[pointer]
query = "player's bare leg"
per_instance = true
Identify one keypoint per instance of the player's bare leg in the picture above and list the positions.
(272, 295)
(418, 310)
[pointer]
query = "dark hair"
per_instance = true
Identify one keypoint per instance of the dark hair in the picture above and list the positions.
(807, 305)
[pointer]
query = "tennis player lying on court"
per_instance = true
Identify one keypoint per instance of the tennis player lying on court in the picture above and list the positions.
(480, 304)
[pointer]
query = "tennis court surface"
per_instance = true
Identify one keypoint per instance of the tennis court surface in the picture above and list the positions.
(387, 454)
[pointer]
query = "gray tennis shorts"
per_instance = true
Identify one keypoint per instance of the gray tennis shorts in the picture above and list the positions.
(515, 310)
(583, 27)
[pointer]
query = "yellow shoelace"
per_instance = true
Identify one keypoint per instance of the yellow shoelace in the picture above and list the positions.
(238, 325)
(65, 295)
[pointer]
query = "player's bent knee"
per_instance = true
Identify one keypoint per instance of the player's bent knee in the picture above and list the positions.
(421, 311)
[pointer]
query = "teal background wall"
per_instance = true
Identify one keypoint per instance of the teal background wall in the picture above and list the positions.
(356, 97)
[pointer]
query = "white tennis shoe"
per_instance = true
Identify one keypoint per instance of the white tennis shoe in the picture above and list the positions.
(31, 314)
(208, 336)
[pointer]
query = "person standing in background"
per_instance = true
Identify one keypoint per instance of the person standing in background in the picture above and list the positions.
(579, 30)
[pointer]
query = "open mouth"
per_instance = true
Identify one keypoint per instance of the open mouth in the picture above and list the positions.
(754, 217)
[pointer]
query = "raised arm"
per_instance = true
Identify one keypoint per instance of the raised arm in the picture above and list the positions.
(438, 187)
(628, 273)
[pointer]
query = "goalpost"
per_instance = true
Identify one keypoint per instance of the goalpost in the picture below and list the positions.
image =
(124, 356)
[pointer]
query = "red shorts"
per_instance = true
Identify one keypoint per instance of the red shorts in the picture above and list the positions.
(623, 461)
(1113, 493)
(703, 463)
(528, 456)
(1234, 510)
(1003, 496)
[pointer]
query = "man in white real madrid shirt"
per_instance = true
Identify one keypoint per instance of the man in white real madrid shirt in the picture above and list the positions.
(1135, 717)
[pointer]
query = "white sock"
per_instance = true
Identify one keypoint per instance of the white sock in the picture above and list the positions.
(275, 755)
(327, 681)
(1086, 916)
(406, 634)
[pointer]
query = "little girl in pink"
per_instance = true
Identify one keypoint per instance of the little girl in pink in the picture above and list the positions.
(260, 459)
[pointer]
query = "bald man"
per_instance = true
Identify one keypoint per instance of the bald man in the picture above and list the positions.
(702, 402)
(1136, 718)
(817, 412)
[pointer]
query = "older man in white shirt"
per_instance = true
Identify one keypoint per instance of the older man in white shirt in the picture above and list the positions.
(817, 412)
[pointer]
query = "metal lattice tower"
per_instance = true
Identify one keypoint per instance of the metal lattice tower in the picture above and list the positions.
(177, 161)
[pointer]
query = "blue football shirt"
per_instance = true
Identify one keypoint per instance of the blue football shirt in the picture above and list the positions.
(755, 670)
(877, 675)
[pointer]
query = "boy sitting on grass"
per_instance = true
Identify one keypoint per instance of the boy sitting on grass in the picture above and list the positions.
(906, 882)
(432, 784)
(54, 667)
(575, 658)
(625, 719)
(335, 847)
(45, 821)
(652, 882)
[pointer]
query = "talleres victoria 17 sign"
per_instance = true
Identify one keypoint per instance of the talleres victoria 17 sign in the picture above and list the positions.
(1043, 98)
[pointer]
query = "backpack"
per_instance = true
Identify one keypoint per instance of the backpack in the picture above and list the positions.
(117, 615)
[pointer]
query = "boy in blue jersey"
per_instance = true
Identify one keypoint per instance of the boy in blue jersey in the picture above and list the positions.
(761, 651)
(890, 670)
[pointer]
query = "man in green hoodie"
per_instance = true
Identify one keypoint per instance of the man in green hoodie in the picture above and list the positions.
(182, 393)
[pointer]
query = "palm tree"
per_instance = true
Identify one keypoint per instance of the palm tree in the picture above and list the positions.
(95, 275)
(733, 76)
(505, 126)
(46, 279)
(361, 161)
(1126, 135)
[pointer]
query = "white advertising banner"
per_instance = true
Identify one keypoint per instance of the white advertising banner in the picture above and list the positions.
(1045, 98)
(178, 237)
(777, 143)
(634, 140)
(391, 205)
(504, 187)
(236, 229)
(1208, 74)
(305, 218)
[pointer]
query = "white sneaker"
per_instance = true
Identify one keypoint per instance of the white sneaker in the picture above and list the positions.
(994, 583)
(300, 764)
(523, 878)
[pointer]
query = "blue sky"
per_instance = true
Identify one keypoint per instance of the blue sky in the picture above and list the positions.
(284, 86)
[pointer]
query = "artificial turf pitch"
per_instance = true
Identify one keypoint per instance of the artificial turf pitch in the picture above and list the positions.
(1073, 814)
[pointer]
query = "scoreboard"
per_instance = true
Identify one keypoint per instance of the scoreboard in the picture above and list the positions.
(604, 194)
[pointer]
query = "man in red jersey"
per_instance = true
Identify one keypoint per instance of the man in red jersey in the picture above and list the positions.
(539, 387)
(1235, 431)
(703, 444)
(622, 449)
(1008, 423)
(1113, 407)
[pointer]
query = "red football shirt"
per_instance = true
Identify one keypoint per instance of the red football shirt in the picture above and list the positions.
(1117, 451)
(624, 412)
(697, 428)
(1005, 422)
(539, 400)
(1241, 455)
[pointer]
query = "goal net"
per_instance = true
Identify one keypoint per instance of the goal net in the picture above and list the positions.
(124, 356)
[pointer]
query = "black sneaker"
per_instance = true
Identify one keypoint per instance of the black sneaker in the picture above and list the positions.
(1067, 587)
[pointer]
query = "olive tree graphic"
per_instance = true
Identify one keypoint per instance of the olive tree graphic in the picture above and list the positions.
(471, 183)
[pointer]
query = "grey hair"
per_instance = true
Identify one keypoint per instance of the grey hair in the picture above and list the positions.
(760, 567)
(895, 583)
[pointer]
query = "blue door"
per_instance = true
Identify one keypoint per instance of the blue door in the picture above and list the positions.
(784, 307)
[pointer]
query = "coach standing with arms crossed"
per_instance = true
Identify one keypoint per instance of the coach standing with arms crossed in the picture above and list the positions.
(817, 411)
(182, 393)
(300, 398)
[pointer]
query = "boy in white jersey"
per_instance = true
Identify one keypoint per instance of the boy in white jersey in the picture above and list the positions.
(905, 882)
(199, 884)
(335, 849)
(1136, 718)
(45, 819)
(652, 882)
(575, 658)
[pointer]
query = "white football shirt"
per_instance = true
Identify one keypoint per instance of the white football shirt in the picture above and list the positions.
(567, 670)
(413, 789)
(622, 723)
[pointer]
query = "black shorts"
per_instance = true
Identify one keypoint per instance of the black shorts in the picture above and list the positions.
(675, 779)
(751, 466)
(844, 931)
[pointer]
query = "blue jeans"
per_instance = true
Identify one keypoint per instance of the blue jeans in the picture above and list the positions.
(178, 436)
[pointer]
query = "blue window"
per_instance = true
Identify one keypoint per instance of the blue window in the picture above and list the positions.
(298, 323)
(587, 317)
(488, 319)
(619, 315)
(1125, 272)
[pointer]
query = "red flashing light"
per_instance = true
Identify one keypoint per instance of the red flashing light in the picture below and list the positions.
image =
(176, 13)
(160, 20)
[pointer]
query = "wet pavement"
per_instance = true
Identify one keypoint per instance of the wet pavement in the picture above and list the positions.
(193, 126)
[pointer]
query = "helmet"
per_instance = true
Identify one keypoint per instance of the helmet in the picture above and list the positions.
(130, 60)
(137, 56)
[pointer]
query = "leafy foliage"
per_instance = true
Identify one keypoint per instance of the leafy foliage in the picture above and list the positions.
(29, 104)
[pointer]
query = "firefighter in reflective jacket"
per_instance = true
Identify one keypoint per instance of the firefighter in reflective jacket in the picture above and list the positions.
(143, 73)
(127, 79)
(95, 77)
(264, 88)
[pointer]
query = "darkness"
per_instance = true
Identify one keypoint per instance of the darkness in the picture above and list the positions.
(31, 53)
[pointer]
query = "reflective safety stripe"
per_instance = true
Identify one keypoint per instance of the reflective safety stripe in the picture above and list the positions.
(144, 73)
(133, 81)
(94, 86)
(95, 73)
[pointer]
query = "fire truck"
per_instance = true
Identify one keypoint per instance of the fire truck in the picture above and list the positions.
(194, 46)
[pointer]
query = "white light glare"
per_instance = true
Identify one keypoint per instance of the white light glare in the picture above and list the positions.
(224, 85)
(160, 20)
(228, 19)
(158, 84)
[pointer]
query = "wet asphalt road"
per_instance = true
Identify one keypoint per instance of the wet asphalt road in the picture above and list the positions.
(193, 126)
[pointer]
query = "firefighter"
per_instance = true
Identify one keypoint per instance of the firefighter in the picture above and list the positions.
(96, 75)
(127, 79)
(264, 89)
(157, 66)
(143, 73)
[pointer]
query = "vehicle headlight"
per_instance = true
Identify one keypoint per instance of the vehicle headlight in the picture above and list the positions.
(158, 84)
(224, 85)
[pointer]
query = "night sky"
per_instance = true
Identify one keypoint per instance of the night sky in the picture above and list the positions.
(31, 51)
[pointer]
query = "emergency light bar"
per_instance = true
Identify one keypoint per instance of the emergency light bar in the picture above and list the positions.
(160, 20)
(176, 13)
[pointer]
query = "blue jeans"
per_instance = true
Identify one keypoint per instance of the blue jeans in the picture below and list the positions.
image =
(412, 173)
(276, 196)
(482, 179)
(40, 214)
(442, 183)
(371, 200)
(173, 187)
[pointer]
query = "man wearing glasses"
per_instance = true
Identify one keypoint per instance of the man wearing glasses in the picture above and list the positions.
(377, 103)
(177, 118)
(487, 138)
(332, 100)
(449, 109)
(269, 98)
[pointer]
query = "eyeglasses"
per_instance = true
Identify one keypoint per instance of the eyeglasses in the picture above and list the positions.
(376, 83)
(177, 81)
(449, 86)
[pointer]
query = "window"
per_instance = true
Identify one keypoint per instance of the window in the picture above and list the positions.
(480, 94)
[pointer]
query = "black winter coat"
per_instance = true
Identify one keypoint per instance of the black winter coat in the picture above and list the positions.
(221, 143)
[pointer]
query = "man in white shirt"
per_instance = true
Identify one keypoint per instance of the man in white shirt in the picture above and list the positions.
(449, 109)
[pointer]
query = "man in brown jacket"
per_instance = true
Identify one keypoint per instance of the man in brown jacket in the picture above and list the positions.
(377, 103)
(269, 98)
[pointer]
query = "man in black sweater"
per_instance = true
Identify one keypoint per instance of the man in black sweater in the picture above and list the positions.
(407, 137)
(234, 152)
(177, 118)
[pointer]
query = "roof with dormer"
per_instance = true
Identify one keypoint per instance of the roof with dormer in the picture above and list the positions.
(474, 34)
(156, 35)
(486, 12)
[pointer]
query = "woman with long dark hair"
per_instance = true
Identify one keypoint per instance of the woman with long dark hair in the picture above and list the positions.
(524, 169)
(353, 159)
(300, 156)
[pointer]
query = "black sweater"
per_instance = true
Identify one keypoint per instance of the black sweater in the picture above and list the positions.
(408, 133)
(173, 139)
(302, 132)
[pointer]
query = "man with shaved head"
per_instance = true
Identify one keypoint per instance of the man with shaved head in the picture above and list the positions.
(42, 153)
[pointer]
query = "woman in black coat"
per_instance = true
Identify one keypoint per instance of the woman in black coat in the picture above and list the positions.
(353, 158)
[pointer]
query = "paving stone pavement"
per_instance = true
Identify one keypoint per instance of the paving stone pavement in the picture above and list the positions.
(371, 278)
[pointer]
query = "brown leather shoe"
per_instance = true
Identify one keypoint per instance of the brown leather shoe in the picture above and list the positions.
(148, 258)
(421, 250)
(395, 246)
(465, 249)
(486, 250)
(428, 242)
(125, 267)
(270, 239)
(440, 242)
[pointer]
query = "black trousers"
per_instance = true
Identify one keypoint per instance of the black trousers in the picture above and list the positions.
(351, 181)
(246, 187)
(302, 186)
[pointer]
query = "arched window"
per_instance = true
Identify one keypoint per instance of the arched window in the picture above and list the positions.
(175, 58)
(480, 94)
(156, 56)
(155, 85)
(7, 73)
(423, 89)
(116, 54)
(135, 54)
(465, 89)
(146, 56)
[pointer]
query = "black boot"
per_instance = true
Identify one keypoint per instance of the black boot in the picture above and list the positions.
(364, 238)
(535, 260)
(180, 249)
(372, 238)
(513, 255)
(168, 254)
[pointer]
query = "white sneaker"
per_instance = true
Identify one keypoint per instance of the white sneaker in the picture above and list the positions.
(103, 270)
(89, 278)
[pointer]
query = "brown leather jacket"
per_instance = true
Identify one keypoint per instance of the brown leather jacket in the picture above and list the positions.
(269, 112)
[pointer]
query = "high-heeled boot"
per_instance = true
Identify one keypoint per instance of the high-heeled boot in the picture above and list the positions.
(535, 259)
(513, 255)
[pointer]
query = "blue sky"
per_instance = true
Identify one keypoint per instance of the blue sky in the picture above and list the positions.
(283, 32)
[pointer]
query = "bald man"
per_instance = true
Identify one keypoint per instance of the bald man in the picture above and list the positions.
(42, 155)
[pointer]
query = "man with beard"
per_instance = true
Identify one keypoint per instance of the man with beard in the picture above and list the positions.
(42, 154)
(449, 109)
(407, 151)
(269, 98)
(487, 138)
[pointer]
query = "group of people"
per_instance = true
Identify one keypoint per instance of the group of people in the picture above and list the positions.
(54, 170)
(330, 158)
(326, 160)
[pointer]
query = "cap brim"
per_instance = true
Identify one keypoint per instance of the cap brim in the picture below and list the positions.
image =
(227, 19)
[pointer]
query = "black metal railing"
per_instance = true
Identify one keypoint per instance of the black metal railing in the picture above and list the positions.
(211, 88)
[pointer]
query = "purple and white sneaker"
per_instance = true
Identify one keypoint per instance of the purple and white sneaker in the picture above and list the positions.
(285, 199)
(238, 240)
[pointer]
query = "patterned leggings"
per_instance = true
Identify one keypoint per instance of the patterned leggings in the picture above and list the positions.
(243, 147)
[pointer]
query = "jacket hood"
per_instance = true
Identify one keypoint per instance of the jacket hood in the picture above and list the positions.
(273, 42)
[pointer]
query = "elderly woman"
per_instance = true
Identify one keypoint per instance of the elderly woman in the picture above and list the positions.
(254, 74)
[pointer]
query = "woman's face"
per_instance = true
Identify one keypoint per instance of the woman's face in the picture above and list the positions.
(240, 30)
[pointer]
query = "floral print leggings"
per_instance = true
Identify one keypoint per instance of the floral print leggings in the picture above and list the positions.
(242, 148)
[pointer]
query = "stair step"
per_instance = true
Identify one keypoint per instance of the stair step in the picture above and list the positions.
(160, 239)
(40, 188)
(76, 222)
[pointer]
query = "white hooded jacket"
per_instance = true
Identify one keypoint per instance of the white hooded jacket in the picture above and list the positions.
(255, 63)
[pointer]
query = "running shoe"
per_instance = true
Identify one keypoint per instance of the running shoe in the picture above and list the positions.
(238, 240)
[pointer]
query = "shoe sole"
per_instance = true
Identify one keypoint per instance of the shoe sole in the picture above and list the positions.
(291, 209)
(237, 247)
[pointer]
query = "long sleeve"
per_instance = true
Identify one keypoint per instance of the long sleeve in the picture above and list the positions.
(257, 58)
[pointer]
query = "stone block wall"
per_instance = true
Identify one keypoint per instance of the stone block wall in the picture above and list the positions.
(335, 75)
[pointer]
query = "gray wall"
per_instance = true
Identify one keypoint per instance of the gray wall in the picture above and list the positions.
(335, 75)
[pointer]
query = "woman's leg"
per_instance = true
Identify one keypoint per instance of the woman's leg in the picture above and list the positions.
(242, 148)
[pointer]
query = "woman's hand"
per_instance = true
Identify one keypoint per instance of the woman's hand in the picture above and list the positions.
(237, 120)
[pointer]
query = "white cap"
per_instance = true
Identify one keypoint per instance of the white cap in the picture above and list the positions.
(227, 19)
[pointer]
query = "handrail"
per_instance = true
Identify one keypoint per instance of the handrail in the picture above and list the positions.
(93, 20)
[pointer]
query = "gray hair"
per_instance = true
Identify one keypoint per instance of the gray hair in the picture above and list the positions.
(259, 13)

What you should do | Please select every line in the items above that contains the word "running", and copy each one out.

Result of the exercise |
query = "running shoe"
Identify one keypoint per instance of the running shoe in the picture above and list the positions.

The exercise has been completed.